- [Task instructions]:
Add 93 to every bounding-box coordinate in the items from the line containing "Category: sheep mouth" down to the line containing "[86,102,104,128]", both ends included. Give back all of those lines, instructions and category lines unchanged, and no other lines.

------------------------------------------------------------------------

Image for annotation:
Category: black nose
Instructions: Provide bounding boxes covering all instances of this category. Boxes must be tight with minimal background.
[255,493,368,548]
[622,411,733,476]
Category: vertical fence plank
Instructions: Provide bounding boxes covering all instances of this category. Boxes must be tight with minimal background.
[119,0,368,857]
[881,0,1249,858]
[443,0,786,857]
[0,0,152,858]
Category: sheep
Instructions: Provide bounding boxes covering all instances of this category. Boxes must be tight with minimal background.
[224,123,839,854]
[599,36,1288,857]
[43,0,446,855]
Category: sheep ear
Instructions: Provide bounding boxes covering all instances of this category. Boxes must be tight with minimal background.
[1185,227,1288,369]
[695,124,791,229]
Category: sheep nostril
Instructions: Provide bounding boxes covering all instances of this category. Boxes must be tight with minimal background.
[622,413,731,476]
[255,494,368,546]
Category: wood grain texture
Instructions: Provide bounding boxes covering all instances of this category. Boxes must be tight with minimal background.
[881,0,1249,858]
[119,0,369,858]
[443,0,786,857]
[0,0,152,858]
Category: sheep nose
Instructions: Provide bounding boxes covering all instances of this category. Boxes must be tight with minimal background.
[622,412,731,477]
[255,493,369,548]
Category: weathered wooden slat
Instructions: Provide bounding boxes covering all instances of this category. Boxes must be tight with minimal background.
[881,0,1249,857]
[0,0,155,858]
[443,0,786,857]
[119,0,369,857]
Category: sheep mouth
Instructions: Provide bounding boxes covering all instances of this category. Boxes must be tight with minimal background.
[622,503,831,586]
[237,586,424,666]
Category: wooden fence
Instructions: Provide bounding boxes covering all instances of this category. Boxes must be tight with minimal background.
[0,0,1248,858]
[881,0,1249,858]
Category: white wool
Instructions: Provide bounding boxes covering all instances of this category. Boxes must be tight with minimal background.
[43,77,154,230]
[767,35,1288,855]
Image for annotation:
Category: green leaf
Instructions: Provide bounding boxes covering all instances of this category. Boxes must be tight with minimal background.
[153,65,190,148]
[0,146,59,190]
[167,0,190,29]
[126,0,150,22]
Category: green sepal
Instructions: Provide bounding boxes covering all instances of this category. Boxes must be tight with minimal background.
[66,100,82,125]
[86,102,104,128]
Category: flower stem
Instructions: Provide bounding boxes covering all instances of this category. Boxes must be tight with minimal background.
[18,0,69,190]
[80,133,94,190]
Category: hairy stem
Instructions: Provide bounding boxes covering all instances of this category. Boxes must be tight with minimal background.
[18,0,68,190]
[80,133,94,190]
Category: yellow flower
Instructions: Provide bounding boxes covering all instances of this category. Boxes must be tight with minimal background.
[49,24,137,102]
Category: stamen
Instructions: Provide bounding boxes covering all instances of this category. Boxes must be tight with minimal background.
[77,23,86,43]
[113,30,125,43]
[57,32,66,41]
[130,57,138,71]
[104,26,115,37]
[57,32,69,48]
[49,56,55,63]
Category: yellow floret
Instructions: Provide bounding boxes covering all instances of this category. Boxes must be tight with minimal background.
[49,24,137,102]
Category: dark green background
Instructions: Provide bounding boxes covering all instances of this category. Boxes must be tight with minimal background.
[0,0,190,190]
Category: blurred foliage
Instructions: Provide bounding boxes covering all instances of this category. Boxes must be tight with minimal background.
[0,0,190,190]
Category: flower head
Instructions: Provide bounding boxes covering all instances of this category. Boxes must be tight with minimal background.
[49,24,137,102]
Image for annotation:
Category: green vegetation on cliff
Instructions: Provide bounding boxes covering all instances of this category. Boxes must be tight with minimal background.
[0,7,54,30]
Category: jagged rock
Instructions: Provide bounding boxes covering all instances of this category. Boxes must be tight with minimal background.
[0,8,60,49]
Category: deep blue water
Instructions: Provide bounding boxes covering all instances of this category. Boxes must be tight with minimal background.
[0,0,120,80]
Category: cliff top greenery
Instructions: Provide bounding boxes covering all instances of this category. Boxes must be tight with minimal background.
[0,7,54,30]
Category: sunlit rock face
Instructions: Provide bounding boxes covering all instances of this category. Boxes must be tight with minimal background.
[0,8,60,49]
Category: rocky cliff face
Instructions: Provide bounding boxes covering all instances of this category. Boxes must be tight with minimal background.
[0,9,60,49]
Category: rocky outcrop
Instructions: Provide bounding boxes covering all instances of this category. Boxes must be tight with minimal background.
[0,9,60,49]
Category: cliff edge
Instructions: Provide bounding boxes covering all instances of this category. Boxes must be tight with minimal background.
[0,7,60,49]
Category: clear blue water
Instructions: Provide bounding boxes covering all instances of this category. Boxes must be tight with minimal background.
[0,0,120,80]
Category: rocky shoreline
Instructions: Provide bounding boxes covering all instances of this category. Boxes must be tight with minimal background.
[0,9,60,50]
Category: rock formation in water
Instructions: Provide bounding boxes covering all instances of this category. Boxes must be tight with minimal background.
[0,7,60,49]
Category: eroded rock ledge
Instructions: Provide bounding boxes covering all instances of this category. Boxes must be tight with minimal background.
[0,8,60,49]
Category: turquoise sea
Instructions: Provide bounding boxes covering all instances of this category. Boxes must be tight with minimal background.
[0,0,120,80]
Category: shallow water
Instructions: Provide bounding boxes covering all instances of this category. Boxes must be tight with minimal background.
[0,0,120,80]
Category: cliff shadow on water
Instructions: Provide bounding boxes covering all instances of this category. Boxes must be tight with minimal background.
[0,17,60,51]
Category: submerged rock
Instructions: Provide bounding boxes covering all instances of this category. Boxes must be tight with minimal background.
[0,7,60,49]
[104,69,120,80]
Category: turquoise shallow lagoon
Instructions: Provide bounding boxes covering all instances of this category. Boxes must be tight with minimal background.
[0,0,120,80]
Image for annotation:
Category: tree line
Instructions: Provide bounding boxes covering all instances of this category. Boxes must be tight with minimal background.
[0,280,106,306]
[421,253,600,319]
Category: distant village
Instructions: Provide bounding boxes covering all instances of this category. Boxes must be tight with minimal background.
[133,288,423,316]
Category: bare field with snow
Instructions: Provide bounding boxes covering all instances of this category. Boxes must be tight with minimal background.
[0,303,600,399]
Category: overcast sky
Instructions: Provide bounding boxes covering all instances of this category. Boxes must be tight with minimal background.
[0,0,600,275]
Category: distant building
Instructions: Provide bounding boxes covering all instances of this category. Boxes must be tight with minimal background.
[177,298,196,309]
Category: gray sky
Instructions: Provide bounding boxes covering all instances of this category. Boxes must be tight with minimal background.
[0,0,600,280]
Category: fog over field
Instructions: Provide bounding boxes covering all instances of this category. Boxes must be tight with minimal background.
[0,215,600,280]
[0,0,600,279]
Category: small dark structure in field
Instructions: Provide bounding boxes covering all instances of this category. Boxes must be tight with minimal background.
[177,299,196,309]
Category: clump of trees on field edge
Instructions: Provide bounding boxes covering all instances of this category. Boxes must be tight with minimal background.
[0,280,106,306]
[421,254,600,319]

------------------------------------------------------------------------

- [Answer to the problem]:
Category: sheep mouth
Instructions: Provide bounding boxes covering all instances of this category. Boxes must be tight with minimal background.
[715,596,924,679]
[330,679,517,759]
Category: wooden fence
Instructions: Provide bounding boxes covering all instances of this category. Boxes must be tight with minimal background.
[93,93,1341,951]
[974,93,1342,951]
Category: white wool
Instructions: Provide bounding boxes covering all instances of this category. Boxes must be tight with minimal background.
[136,170,247,323]
[860,128,1381,948]
Image for annotation:
Category: green leaf
Instructions: Provide bounding boxes covering all instances of this category. Boxes must be tight with minimal background.
[246,158,283,241]
[93,239,152,283]
[260,93,283,122]
[219,93,243,115]
Category: green sepal
Instructions: Provide bounding boxes covering all instances of this category. Boxes must be tight with minimal background.
[159,193,175,218]
[179,195,197,221]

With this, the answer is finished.